> _Material_
▼
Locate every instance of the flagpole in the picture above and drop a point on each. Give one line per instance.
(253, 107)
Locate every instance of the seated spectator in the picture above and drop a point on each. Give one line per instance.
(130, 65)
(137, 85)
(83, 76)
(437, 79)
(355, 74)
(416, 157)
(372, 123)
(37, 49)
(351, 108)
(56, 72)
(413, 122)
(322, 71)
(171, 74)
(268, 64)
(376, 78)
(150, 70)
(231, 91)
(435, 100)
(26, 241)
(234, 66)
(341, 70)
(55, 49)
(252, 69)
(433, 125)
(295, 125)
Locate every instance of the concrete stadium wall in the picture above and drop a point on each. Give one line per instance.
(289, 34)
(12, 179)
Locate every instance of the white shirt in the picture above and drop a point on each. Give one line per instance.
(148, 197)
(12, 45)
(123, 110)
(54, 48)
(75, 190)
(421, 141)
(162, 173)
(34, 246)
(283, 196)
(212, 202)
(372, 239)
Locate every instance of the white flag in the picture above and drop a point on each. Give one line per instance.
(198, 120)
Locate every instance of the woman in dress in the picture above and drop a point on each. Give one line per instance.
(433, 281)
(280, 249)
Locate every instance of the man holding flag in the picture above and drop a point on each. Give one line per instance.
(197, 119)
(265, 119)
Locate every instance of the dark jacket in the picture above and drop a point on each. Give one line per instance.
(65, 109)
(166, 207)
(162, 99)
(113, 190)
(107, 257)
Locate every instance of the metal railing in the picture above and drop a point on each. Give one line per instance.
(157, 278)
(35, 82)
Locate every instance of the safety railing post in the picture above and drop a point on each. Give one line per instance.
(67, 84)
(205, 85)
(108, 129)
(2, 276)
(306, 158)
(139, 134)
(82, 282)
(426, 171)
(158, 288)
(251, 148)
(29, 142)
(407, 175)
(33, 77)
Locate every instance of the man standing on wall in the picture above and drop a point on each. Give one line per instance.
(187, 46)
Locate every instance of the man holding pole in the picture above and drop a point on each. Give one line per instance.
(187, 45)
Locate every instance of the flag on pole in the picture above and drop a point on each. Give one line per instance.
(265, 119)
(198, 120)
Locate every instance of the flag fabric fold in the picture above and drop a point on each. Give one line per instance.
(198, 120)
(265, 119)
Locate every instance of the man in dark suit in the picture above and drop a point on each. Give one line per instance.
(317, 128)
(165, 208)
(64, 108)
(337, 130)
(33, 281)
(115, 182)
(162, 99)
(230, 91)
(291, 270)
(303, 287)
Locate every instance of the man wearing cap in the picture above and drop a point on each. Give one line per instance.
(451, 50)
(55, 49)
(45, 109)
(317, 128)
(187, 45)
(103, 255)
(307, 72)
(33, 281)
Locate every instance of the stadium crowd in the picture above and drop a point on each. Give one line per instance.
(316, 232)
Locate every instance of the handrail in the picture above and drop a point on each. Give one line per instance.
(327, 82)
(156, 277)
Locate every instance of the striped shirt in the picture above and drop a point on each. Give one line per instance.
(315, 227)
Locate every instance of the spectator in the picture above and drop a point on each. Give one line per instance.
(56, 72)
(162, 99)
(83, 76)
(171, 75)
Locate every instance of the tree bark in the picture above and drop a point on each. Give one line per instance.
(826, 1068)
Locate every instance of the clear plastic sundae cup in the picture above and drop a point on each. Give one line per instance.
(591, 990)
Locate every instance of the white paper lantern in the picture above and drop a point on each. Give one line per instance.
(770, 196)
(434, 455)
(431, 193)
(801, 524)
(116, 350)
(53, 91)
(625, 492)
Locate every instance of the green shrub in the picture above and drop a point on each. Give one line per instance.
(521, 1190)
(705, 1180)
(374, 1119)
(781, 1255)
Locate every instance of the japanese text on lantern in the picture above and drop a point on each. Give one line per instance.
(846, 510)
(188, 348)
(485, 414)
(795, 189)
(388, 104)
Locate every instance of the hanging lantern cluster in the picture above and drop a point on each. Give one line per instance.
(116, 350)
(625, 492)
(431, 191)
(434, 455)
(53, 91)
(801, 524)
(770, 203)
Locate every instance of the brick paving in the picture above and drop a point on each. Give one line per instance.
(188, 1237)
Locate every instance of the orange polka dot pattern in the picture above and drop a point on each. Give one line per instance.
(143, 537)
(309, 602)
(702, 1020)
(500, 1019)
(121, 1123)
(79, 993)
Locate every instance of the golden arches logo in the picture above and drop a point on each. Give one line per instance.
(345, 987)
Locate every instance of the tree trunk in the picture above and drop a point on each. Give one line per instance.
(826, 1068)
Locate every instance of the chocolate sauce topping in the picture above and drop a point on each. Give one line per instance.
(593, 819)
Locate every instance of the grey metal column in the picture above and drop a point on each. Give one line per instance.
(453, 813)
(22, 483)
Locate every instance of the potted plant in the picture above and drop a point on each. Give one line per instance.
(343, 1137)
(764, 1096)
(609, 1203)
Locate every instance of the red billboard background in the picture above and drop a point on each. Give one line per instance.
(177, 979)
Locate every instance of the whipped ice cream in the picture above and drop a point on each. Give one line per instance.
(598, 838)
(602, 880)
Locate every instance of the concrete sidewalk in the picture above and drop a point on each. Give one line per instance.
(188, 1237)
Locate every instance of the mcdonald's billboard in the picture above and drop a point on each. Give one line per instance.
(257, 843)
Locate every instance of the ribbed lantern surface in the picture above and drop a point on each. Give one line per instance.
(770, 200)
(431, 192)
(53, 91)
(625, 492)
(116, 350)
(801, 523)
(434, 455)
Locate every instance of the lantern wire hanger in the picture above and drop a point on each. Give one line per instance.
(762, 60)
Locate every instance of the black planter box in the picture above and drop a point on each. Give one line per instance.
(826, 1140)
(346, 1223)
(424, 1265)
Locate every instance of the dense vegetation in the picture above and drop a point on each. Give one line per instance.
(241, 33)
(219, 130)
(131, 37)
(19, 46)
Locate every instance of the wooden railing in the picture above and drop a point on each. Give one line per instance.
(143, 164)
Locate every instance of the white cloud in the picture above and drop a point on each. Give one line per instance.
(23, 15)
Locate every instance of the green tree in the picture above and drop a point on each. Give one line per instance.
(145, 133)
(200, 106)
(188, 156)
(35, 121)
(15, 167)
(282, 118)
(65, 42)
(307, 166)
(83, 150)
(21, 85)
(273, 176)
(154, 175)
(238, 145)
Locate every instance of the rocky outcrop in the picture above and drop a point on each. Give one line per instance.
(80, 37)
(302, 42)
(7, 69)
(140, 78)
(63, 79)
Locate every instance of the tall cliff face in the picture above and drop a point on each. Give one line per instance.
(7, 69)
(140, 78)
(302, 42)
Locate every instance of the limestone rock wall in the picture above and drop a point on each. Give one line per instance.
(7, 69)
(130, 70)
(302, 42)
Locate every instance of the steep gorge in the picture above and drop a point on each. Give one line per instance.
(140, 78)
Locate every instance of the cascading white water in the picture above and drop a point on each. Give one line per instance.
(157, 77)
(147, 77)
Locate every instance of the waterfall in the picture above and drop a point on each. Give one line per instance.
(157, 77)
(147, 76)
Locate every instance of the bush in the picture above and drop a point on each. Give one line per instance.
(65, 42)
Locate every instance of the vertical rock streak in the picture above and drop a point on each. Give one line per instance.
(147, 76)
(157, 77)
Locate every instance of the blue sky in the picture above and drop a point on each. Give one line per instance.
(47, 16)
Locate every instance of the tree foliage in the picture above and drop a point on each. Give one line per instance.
▲
> _Requirement_
Reproduce every one of the records above word for word, changing nothing.

> _Finished exercise_
Locate every instance of the flagpole in the picture above and drop a point on each. Give one line per instance.
(253, 107)
Locate every instance of the seated spectator in the picture above and drop a point on each. Give one line per instance.
(130, 65)
(137, 85)
(83, 76)
(437, 79)
(355, 74)
(416, 157)
(372, 123)
(37, 49)
(351, 108)
(56, 72)
(413, 122)
(322, 71)
(171, 74)
(268, 64)
(376, 78)
(150, 70)
(231, 91)
(435, 100)
(26, 241)
(234, 66)
(341, 70)
(55, 49)
(252, 69)
(433, 125)
(295, 125)
Locate every instance of the concrete stadium wall in the picture above and drop a point on each. Give one line per instance.
(289, 34)
(12, 179)
Locate every instance of the white shirt in the picture above and drop a point on each. Give one line per instance.
(148, 197)
(12, 45)
(123, 110)
(54, 48)
(75, 190)
(421, 141)
(162, 173)
(34, 246)
(283, 196)
(212, 202)
(372, 239)
Locate every instance of the white flag in the picture above and drop a point on each. Give one line per instance.
(198, 120)
Locate every instance of the woman in dress in the picture above and drop a point on each. Give one line per instance.
(433, 281)
(280, 249)
Locate every instance of the man holding flag in the picture above and drop a point on each. Give one line per instance.
(197, 119)
(265, 119)
Locate every instance of the dark jacket in the picture above and drop a point on each. Give one line per instance.
(65, 109)
(166, 207)
(162, 99)
(113, 190)
(107, 257)
Locate every instance of the metal railing in the picture above and drop a point on each. Give one line per instance.
(157, 278)
(35, 82)
Locate every instance of the safety railing post in the picture above and drop a point on each. Give one line per instance.
(67, 84)
(205, 85)
(108, 129)
(2, 276)
(306, 158)
(139, 134)
(82, 282)
(426, 171)
(158, 288)
(251, 148)
(29, 142)
(407, 175)
(33, 77)
Locate every instance of the man standing on wall in the picture above and drop a point on each. Give one line per instance.
(187, 46)
Locate every instance of the man holding pole in the picture above and drop a point on each. Give one line per instance.
(187, 45)
Locate every instance of the flag on pole in the picture above and drop a point on each. Give one line per instance.
(265, 119)
(198, 120)
Locate every instance of the flag fabric fold in the picture above and drop a point on each. Give one line per instance.
(198, 120)
(265, 119)
Locate every instance of the man in dark suit in the picture above and drop a point on each. Give one line per instance.
(317, 128)
(165, 208)
(64, 108)
(337, 130)
(33, 281)
(115, 182)
(162, 99)
(230, 91)
(291, 270)
(303, 287)
Locate every instance of the man wearing cap in the picture above and drop a point on each. Give one line per instance.
(451, 50)
(55, 49)
(45, 109)
(317, 128)
(187, 45)
(103, 255)
(307, 72)
(33, 281)
Locate every instance of the stadium crowd in the picture above and drop a point on each. Give one line per instance.
(316, 232)
Locate every instance of the handrail in the picture above and drop a point on each. Give one line per instance.
(327, 82)
(156, 277)
Locate every instance of the striped shirt in the picture above and drop a point on each. Give one line per instance.
(315, 227)
Locate every instance of the spectator in the picture above and drop a point on each. Give one line per instance.
(56, 72)
(162, 99)
(83, 76)
(171, 75)
Locate every instance of the tree bark in the picture above and drop a point on each. Give one line per instance.
(826, 1068)
Locate every instance of the clear plastic sundae cup in the picture above and drop a point on each. Give one line per instance.
(591, 990)
Locate every instance of the white paper lantern in the picture above and drop a point on each. Give one line per instance.
(770, 196)
(434, 455)
(431, 193)
(801, 524)
(116, 350)
(53, 91)
(625, 492)
Locate every instance of the green shrub in the picture above and drop a point on each. Give one line per instance.
(521, 1190)
(705, 1180)
(374, 1119)
(781, 1255)
Locate every instance of the japanese text on lantern in the picture above and drop a point on each. Give one line per instance.
(846, 510)
(188, 348)
(485, 414)
(795, 189)
(388, 104)
Locate every instance of the hanging lantern cluster in the picture above and drop a point on each. Give one line per instance.
(116, 350)
(625, 492)
(431, 191)
(434, 455)
(53, 91)
(801, 524)
(770, 203)
Locate every instance of the brick paving in the picture above and drop a point on each. Give one line per instance.
(188, 1237)
Locate every instance of the orange polka dot pattern in the picture above and drop a point on each. Give one line per instance.
(143, 537)
(309, 602)
(702, 1020)
(500, 1019)
(121, 1123)
(79, 993)
Locate every instance of the golden arches logo in the picture above and drop a point on each. Give one line per instance.
(345, 987)
Locate every instance of the tree trunk in the picture above and drop a point on each. Give one line per instance.
(826, 1068)
Locate every instance of the chocolate sauce topping in the picture above and drop a point on each. Give one line per instance.
(593, 819)
Locate every instance of the grey metal column in the picture above and drop a point on each. Give one line per instance.
(453, 813)
(22, 483)
Locate every instance of the potted plant in the picture above and drop a point on each. Give one line per instance.
(343, 1137)
(764, 1096)
(609, 1203)
Locate every instance of the red billboard background in the picture above and drop a point on each. Give one line per instance.
(177, 979)
Locate every instance of the whipped ice cream in the picture above and drop a point on each. Give one line per instance.
(598, 838)
(602, 880)
Locate every instance of the concrete sidewalk in the picture above and drop a point on each. Give one line per instance.
(188, 1237)
Locate every instance of the mcdonald's billboard in the picture above and drop a point on each. Give one line per instance.
(257, 843)
Locate every instance of the ribbed lantern surface in the picture above and drop a point on each. Give one line per instance.
(770, 200)
(431, 192)
(53, 91)
(625, 492)
(116, 350)
(801, 523)
(434, 455)
Locate every instance of the lantern wire hanger in the picture above and drop a point on each. Give one line per instance.
(762, 60)
Locate every instance of the black planter box in the picture above and drop a point on each. Give one line per instance.
(826, 1140)
(346, 1223)
(424, 1265)
Locate every instance of the dense vegetation in the picture above and drop a point on each. Give one line per instance.
(241, 33)
(219, 130)
(131, 37)
(19, 46)
Locate every instance of the wooden railing in the picture above and drop a point on each. Give one line per instance.
(143, 164)
Locate every instance of the white cloud in the picture above and drop a point on each. Give one line per instance.
(23, 15)
Locate every instance of the green tree in the picture above and drop a point on each. Give one line per instance.
(145, 133)
(200, 106)
(188, 156)
(35, 121)
(15, 167)
(282, 118)
(65, 42)
(307, 166)
(83, 150)
(21, 85)
(273, 176)
(154, 175)
(238, 145)
Locate every instance of the rocky outcrop in the picture above and drop a point on each. Give one line per instance.
(80, 37)
(302, 42)
(7, 69)
(140, 78)
(63, 79)
Locate every instance of the tall cliff face in the picture above and drop a point on each. Give one line per instance.
(7, 69)
(140, 78)
(302, 42)
Locate every instance of the limestone rock wall in the picture above and drop a point on each. Give one line per instance.
(7, 69)
(130, 70)
(302, 42)
Locate every instance of the steep gorge in the picture above and drop a point on each. Give one line per instance.
(140, 78)
Locate every instance of the cascading white water in the picture above and drop a point on each. Give one line per instance.
(157, 77)
(147, 77)
Locate every instance of the waterfall in the picture above and drop a point on each. Give one line per instance.
(157, 77)
(147, 76)
Locate every instance of the bush in the picture above and drop a point on each. Give one line per instance.
(65, 42)
Locate every instance of the vertical rock streak in the picture above and drop a point on each. Give one line per instance.
(147, 76)
(157, 77)
Locate every instance of the blue sky in the picture above and drop a point on each. Give one line per instance.
(47, 16)
Locate every instance of the tree foliage in the picture above and drop a point on each. Give one line per instance.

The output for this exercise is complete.